Start of Records shown

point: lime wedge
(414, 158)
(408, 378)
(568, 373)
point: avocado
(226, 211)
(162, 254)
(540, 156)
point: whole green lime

End of Records shown

▸ **Set exercise**
Present all the entries above as a numbered list, leaving out any blank lines.

▸ **Response to the exercise**
1. point: lime wedge
2. (414, 158)
3. (408, 378)
4. (568, 373)
5. point: avocado
6. (226, 211)
7. (162, 254)
8. (540, 156)
9. point: whole green lime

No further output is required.